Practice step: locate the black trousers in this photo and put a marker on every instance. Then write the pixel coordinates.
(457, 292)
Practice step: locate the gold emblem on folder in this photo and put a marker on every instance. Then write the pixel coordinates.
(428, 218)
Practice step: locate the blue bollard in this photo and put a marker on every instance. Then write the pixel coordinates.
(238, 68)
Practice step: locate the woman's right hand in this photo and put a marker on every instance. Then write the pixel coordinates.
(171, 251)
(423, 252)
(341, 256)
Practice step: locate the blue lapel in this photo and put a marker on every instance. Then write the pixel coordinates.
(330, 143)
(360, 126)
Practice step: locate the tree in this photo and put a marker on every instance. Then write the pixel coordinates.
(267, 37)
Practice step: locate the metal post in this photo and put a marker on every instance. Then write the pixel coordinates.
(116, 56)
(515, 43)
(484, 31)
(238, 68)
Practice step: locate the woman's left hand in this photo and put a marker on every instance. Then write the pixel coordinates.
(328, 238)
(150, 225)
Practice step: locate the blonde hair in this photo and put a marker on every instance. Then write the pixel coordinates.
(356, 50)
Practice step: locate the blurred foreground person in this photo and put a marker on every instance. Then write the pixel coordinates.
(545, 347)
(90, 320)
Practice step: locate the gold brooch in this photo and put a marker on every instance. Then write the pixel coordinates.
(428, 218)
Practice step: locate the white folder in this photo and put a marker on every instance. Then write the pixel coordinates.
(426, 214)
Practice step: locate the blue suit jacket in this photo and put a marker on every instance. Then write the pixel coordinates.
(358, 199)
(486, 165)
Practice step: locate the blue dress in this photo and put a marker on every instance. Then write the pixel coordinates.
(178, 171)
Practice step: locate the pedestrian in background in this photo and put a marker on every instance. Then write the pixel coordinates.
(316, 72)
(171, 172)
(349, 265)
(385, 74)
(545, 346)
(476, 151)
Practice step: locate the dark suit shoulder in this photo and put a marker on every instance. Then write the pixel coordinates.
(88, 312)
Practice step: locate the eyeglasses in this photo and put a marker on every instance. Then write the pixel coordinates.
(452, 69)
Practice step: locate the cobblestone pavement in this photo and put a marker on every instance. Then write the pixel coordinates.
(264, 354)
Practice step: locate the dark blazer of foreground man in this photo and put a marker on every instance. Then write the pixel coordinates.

Goal of the exercise:
Write out the full listing exactly as given.

Solution for this task:
Practice step: locate the black trousers in this photo and put a marker on every instance. Then write the pixel coordinates.
(457, 292)
Practice step: locate the gold emblem on folder in this photo and put a marker on every instance. Then write the pixel coordinates.
(428, 218)
Practice step: locate the blue bollard in this photo and put a marker on every instance. Then write the pixel coordinates.
(238, 68)
Practice step: locate the woman's right hand in this photo and put a marker on every instance. Then write the pixel coordinates.
(171, 251)
(423, 252)
(341, 256)
Practice step: locate the blue lapel in this photo and put a marker on every instance. Then write the pixel coordinates.
(330, 143)
(360, 126)
Practice step: locate the tree in this photo and put a marker on every instance. Then write the pixel coordinates.
(267, 37)
Practice step: locate the metal post in this photo and put a marker on every instance. Then write the pixel coordinates.
(116, 56)
(515, 43)
(484, 31)
(238, 68)
Practice step: locate the woman's left hand in this photo and put a marker on every instance. Then write the pixel coordinates.
(328, 238)
(150, 225)
Practice step: locate the blonde hair in this photo and put a marker on every instance. Then write the pixel coordinates.
(356, 50)
Practice step: locate the blurred foreground person in this photo and put a marker on every instance. Then write the pixel coordinates.
(545, 347)
(90, 320)
Practice step: locate the gold brooch in this photo and put a marker on every instance. Then write the pixel coordinates.
(428, 218)
Practice step: locate the white folder in this photo and put a marker on every instance. Then write the pixel coordinates.
(426, 214)
Practice step: locate the blue suit jacket in this photo and put a marker on every instance. Then write the pixel coordinates.
(358, 199)
(486, 165)
Practice step: locate the blue dress in this photo and put a marker on every instance. Then write the pixel coordinates.
(178, 171)
Practice step: locate the pedestrian in background in this photo and put a marker on every instance. Then write the pixel coordinates.
(316, 72)
(171, 172)
(349, 265)
(385, 74)
(545, 346)
(476, 151)
Practice step: locate the dark suit shoulder in this photo and put a marker on every instance. Then write the pixel coordinates.
(88, 312)
Practice step: locate the eyeglasses in this photo and put a marker on every instance. Then write the pixel coordinates.
(452, 69)
Practice step: locate the cobblestone pavement in this photo and put a marker on every instance. Then write the pixel coordinates.
(264, 354)
Practice step: locate the dark blazer of foreground man in this photo and put a marker on every instance. Then write the pixel coordinates.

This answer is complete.